This evidence reinforces our results obtained in the supplemented group. As previously mentioned, during supplementation, a decrease in UAs concentrations was observed in the supplemented group and without differences in the control group, despite the content consumed of some components important for arsenic detoxification (Se, vitamin A, vitamin C, B vitamins) being similar in both study groups. On the other hand, the foods included in the diet were mostly ultra-processed. In addition, it was observed that during the entire study, other essential nutrients such as dietary fiber, vitamin E, folates, and Zn did not meet the dietary reference intakes in the supplemented and control group. Therefore, this indicates that the supplement administered provided a high-quality source of micronutrients and antioxidant compounds in the treated group that possibly allowed the reduction of the bioavailability of As, promoted the chelation and methylation process, reduced toxic effects, and finally, promoted a balancing mechanism and a recovery process.

Regarding the result of NNT being necessary to treat the observed from the second week on, it is important to compare this result with that of Monroy-Torres et al. [28], where the NNT was 7 but non confidence interval, which may lead us to demonstrate that we would be facing an advancement not only of the effects of the key nutrients that participate in arsenic excretion, but in what should be the best methodology and its intervention time.

* **Dataset content**
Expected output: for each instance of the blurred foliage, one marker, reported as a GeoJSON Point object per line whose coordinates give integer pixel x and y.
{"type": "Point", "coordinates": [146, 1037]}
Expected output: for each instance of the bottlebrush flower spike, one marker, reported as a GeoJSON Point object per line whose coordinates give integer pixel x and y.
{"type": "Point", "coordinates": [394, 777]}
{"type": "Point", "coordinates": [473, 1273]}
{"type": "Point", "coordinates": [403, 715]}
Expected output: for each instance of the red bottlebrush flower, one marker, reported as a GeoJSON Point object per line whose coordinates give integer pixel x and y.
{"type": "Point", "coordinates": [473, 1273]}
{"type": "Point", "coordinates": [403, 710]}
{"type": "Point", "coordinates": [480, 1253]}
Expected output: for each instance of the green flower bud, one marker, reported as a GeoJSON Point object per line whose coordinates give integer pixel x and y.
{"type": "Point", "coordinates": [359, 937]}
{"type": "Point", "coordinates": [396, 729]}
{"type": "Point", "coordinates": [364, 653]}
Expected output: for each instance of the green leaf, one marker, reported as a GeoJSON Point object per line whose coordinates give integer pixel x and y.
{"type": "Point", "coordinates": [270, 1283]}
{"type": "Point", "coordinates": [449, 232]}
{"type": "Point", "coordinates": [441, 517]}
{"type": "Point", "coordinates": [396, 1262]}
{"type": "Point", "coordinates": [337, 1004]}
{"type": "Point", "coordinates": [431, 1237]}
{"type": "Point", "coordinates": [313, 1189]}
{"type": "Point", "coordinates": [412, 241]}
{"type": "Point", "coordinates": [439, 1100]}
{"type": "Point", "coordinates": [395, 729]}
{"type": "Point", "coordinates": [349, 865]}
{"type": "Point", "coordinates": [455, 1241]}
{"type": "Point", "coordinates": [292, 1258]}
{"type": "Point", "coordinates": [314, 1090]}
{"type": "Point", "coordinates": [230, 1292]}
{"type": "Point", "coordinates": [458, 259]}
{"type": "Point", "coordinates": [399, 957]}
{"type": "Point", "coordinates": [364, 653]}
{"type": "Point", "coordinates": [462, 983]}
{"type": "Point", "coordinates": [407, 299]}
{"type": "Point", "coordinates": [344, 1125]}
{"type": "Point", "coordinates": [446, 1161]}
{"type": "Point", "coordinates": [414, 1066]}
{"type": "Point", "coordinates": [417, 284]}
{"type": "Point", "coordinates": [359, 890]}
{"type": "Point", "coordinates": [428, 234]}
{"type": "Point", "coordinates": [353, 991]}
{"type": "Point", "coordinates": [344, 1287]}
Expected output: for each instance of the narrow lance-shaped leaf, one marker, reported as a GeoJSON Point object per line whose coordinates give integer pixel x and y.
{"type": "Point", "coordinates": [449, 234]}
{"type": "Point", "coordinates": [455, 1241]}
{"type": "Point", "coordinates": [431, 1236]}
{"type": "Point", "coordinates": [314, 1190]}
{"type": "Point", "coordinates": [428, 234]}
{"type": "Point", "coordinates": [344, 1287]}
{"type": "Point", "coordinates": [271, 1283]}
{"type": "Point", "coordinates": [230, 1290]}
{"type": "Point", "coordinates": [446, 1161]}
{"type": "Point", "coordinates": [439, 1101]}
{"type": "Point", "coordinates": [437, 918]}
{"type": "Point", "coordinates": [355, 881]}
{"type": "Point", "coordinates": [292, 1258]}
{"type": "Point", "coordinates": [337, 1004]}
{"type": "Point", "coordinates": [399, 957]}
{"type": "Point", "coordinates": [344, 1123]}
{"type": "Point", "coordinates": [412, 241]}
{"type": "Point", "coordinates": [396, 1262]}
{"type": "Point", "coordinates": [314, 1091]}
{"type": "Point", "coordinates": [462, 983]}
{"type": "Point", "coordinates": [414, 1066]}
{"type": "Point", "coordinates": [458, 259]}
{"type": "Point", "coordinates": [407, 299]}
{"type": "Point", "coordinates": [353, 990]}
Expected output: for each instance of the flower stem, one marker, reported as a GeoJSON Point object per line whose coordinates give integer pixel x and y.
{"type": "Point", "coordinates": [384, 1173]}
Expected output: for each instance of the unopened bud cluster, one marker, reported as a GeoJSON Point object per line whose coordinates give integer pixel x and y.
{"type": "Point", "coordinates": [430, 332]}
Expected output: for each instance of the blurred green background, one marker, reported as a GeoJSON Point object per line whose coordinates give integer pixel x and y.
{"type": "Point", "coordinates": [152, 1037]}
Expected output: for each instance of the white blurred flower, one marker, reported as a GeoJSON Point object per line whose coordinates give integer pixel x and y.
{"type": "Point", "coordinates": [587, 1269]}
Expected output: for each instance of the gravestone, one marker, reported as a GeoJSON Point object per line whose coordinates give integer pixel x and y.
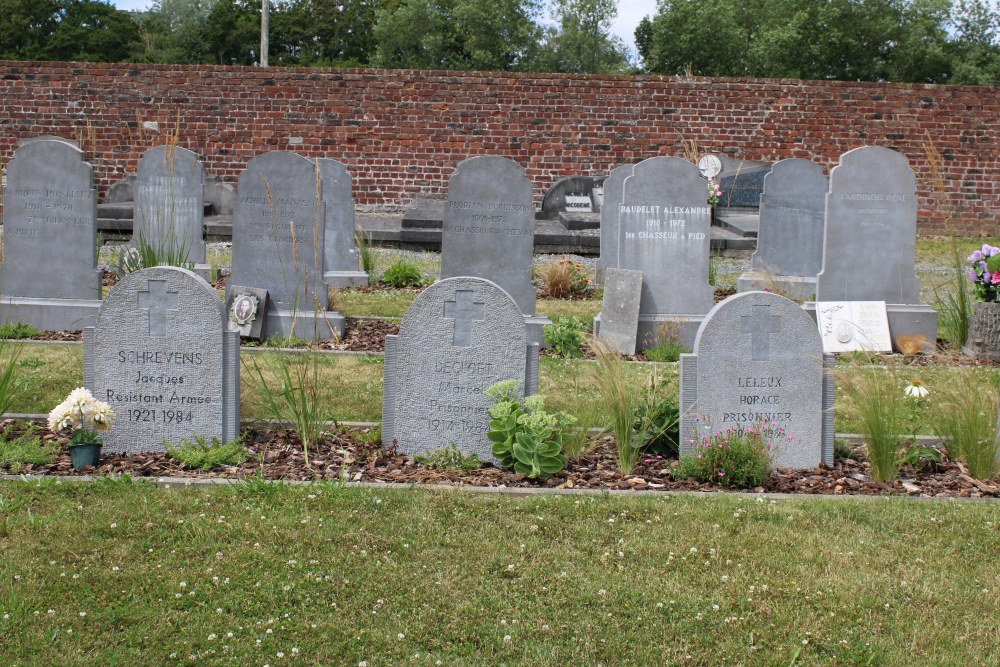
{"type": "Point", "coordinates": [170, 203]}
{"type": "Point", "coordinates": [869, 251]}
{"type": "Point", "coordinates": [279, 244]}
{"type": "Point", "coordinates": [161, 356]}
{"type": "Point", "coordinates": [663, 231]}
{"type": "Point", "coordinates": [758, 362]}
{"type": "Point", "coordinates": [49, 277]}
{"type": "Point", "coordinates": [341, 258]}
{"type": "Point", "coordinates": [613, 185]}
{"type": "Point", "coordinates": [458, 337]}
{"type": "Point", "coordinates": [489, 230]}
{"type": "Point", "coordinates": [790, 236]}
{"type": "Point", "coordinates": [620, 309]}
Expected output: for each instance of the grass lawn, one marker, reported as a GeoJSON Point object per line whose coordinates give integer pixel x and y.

* * *

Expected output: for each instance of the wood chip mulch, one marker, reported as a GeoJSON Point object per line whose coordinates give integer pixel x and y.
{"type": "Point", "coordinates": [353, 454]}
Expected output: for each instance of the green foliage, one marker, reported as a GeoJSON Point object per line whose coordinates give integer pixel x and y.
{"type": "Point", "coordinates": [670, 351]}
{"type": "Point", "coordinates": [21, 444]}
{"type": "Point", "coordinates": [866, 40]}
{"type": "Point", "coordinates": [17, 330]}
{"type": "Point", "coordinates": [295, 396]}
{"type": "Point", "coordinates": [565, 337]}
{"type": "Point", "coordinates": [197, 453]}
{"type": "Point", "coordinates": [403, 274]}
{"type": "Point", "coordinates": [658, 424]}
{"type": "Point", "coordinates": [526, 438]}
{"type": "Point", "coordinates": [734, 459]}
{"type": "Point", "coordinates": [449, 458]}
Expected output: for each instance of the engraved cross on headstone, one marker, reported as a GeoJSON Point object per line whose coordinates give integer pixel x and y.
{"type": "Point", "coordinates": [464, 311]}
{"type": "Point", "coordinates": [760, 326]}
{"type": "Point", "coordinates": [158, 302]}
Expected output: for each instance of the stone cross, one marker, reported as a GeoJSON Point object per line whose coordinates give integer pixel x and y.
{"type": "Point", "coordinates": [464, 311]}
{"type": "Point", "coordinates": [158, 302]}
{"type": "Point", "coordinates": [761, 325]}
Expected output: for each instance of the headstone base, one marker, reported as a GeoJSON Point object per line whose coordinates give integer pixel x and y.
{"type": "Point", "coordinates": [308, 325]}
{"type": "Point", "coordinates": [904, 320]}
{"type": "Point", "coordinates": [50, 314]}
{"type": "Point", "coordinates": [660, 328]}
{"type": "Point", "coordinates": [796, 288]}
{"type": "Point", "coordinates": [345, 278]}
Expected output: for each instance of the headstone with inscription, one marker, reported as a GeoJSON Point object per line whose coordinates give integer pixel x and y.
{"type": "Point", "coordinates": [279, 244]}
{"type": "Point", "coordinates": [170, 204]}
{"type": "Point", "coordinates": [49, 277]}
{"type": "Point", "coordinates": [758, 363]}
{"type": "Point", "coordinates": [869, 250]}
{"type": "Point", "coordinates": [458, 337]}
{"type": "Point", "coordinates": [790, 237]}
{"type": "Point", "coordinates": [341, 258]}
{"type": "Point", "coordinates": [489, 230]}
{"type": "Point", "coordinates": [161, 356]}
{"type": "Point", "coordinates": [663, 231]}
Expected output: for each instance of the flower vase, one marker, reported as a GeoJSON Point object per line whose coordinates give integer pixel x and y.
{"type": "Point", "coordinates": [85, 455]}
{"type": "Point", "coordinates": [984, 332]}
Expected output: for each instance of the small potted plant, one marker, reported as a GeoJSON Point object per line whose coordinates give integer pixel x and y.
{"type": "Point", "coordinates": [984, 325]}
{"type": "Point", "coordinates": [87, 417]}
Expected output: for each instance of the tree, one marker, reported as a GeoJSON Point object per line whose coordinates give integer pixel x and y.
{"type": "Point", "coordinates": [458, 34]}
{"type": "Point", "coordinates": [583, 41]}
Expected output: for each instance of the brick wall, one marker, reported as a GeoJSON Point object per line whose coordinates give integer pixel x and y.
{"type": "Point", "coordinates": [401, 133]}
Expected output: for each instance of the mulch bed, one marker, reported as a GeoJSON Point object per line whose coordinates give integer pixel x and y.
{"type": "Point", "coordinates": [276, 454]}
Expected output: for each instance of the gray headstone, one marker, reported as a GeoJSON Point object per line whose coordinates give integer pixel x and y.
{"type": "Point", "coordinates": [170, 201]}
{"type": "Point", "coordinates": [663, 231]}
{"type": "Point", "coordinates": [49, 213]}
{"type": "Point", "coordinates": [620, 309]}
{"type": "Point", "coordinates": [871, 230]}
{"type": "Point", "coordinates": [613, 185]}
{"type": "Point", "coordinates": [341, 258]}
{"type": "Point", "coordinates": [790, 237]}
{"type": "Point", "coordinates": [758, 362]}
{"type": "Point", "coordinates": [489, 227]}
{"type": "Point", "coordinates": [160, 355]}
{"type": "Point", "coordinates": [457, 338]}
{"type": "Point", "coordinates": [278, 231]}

==

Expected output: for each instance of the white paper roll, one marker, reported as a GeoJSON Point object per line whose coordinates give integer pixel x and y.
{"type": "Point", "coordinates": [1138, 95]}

* **Exercise details**
In the passage on the arsenic supplementation study, which nutrients fell short of the dietary reference intakes in both the supplemented and control groups? You won't need the items for this.

* **Reply**
Dietary fiber, vitamin E, folates, and Zn.